*EXTRACTED DATA*.

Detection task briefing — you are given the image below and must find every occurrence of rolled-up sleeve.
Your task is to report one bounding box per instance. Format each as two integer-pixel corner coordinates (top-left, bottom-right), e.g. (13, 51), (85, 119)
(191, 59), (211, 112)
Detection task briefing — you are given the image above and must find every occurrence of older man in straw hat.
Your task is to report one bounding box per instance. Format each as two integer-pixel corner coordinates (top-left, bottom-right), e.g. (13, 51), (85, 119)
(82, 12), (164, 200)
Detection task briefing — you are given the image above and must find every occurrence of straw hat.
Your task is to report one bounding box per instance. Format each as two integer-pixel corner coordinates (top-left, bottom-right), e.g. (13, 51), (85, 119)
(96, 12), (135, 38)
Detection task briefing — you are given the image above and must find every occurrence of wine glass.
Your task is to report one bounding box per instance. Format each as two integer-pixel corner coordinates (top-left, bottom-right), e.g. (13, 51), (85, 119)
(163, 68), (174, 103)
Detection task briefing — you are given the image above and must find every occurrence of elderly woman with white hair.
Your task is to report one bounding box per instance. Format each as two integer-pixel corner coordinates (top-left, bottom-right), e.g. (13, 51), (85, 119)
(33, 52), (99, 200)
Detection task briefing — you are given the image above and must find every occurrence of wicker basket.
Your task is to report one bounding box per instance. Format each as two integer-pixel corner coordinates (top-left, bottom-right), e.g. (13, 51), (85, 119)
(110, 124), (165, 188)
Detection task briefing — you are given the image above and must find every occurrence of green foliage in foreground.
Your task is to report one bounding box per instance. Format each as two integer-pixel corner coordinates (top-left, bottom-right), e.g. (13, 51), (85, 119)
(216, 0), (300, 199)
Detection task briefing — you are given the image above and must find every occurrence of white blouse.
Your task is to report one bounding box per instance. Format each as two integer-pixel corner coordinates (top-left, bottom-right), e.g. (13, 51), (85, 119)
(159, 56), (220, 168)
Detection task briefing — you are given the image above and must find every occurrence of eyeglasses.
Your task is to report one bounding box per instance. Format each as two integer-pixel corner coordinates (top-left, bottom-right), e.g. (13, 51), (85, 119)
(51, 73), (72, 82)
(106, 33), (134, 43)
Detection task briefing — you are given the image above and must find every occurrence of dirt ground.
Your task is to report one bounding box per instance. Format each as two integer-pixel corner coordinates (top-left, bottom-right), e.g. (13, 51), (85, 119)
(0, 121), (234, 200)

*WORK TO COMPLETE*. Pull out every line in the records above that contains the word "white", and copy each of those lines in full.

*EXERCISE SOLUTION*.
Detection task briefing — you are given the image above and must find every occurrence of elderly woman with white hair.
Detection task briefing — you are given the image above and must find every occurrence of white blouse.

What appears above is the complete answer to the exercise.